_Your instructions_
Extract each line of the records below that contains the word "name".

_Records_

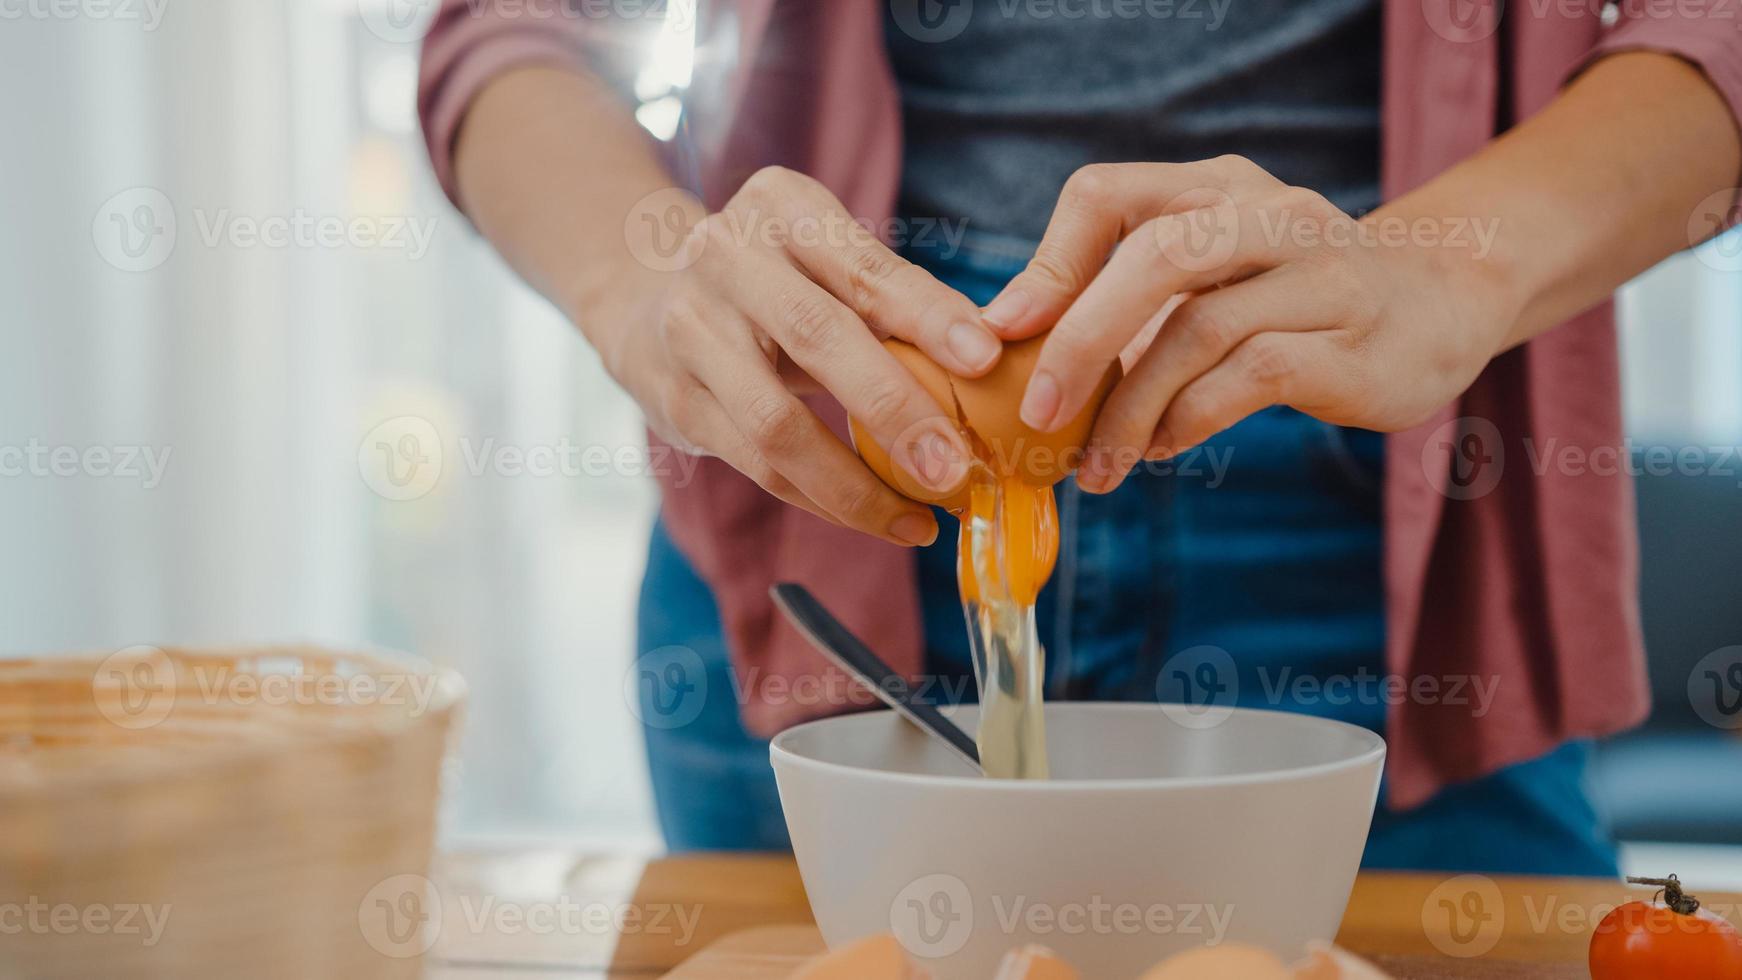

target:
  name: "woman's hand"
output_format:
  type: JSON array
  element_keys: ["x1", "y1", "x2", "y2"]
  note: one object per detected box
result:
[
  {"x1": 601, "y1": 166, "x2": 1004, "y2": 545},
  {"x1": 982, "y1": 157, "x2": 1521, "y2": 492}
]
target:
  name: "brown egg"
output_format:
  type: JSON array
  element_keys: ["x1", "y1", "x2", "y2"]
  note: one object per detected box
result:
[
  {"x1": 850, "y1": 340, "x2": 969, "y2": 509},
  {"x1": 789, "y1": 934, "x2": 926, "y2": 979},
  {"x1": 850, "y1": 335, "x2": 1121, "y2": 511},
  {"x1": 1138, "y1": 943, "x2": 1398, "y2": 980}
]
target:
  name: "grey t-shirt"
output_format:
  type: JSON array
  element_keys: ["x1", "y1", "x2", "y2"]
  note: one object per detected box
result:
[{"x1": 884, "y1": 0, "x2": 1383, "y2": 243}]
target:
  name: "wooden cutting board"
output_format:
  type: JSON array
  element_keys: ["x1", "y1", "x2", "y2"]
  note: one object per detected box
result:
[{"x1": 657, "y1": 926, "x2": 1589, "y2": 979}]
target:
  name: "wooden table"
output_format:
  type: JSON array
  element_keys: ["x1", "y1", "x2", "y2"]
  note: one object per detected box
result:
[{"x1": 422, "y1": 850, "x2": 1742, "y2": 979}]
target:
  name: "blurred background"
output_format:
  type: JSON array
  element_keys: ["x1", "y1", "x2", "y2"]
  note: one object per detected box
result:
[{"x1": 1, "y1": 0, "x2": 1738, "y2": 873}]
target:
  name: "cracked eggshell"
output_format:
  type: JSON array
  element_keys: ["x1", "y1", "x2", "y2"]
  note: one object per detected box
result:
[
  {"x1": 849, "y1": 339, "x2": 973, "y2": 511},
  {"x1": 851, "y1": 336, "x2": 1120, "y2": 511},
  {"x1": 1292, "y1": 944, "x2": 1394, "y2": 980},
  {"x1": 954, "y1": 333, "x2": 1120, "y2": 489}
]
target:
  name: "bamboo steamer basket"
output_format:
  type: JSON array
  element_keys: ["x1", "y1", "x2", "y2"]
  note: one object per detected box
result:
[{"x1": 0, "y1": 645, "x2": 465, "y2": 979}]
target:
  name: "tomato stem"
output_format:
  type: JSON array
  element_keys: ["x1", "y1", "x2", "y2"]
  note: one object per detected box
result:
[{"x1": 1627, "y1": 874, "x2": 1702, "y2": 915}]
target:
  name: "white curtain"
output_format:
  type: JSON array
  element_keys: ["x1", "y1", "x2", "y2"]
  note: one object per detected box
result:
[
  {"x1": 0, "y1": 0, "x2": 1736, "y2": 848},
  {"x1": 0, "y1": 0, "x2": 661, "y2": 848}
]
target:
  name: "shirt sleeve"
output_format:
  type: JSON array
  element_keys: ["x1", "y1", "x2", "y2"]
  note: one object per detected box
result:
[
  {"x1": 417, "y1": 0, "x2": 635, "y2": 211},
  {"x1": 1575, "y1": 1, "x2": 1742, "y2": 231}
]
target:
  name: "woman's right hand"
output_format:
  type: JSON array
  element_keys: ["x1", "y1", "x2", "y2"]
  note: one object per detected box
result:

_Written solution_
  name: "woman's hand"
  name: "brown egg"
  name: "grey t-shirt"
  name: "wooden cutting board"
  name: "wooden table"
  name: "blurred background"
  name: "cracked eggshell"
  name: "bamboo steamer basket"
  name: "tomato stem"
  name: "white curtain"
  name: "shirt sleeve"
  name: "woman's right hand"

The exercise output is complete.